## EXERCISE
Convert the lines, from the first one through the line containing "<point>60,140</point>", into a Markdown table with the columns Row and Line text, numbering each row and skipping blank lines. Leave the pictures out.
-- START INPUT FOR THIS TASK --
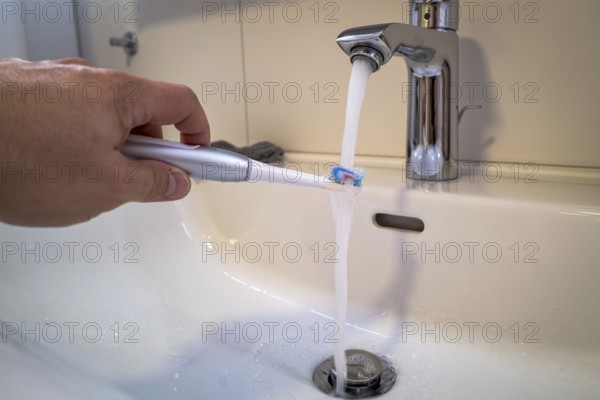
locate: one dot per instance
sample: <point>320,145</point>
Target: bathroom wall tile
<point>531,65</point>
<point>184,41</point>
<point>543,58</point>
<point>293,49</point>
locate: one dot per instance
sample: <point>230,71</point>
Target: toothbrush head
<point>344,176</point>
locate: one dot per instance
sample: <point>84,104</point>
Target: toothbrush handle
<point>204,163</point>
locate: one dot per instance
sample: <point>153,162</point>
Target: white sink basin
<point>229,294</point>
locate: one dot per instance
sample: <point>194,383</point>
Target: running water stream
<point>343,204</point>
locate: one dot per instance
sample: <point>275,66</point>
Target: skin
<point>60,140</point>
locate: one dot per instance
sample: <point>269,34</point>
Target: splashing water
<point>343,205</point>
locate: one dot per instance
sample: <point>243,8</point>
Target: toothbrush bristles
<point>345,176</point>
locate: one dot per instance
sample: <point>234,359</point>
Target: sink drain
<point>368,376</point>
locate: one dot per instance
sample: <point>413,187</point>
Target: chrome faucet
<point>430,47</point>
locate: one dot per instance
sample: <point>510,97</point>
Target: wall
<point>38,30</point>
<point>272,71</point>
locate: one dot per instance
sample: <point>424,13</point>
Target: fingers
<point>151,181</point>
<point>161,103</point>
<point>148,130</point>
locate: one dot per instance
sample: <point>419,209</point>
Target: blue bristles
<point>345,176</point>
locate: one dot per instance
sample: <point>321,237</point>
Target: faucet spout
<point>431,55</point>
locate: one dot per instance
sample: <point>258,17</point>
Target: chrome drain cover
<point>368,376</point>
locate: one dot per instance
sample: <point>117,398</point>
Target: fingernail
<point>179,185</point>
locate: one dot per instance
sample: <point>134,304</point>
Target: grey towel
<point>265,152</point>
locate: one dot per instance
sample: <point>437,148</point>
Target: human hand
<point>62,125</point>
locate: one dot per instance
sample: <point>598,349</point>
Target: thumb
<point>154,181</point>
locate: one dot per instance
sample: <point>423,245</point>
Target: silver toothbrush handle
<point>204,163</point>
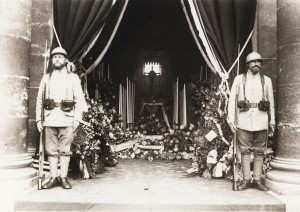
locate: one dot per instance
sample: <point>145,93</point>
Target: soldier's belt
<point>252,105</point>
<point>57,104</point>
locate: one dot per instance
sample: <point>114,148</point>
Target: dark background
<point>154,25</point>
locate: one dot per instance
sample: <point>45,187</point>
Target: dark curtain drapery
<point>227,24</point>
<point>77,22</point>
<point>107,34</point>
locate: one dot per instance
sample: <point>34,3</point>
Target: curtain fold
<point>97,52</point>
<point>77,23</point>
<point>227,24</point>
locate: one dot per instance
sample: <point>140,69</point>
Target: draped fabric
<point>227,25</point>
<point>98,50</point>
<point>77,22</point>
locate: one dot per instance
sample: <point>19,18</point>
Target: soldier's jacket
<point>253,119</point>
<point>60,85</point>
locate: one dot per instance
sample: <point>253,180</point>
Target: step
<point>140,185</point>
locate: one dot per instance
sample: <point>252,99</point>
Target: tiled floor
<point>140,185</point>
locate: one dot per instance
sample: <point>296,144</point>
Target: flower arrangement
<point>208,142</point>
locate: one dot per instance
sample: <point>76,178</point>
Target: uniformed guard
<point>255,118</point>
<point>63,107</point>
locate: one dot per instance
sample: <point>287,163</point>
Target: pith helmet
<point>253,56</point>
<point>58,50</point>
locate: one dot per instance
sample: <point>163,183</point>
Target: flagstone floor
<point>140,185</point>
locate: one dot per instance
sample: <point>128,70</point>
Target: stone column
<point>15,41</point>
<point>41,30</point>
<point>285,174</point>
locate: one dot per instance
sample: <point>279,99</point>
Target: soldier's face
<point>59,61</point>
<point>254,66</point>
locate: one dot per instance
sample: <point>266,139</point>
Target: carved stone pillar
<point>285,174</point>
<point>15,41</point>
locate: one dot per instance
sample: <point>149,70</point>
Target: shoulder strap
<point>244,84</point>
<point>262,79</point>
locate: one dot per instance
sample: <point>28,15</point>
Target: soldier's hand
<point>70,66</point>
<point>39,126</point>
<point>75,125</point>
<point>233,127</point>
<point>271,130</point>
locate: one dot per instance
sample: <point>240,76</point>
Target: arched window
<point>149,66</point>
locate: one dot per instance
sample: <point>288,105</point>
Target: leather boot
<point>258,184</point>
<point>51,183</point>
<point>245,184</point>
<point>65,183</point>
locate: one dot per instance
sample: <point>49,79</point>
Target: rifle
<point>42,133</point>
<point>234,165</point>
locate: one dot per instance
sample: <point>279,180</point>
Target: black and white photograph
<point>150,105</point>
-- END INPUT FOR THIS TASK --
## ANSWER TO THIS EXERCISE
| Row | Line text |
|---|---|
| 1 | locate: one dot per instance |
| 2 | sample: <point>320,145</point> |
| 3 | Target: bathroom wall tile |
| 4 | <point>531,65</point> |
| 5 | <point>184,41</point> |
| 6 | <point>543,58</point> |
| 7 | <point>293,49</point> |
| 8 | locate: one dot per instance |
| 9 | sample: <point>230,71</point> |
| 10 | Target: toothbrush head |
| 11 | <point>344,176</point> |
| 12 | locate: one dot per instance |
| 13 | sample: <point>84,104</point> |
| 14 | Target: toothbrush handle |
| 15 | <point>204,163</point> |
| 16 | locate: one dot per instance |
| 17 | sample: <point>153,162</point> |
| 18 | Target: white sink basin |
| 19 | <point>229,294</point> |
| 20 | locate: one dot per instance |
| 21 | sample: <point>194,383</point> |
| 22 | Target: running water stream |
| 23 | <point>343,204</point> |
| 24 | locate: one dot per instance |
| 25 | sample: <point>275,66</point> |
| 26 | Target: skin |
| 27 | <point>60,140</point> |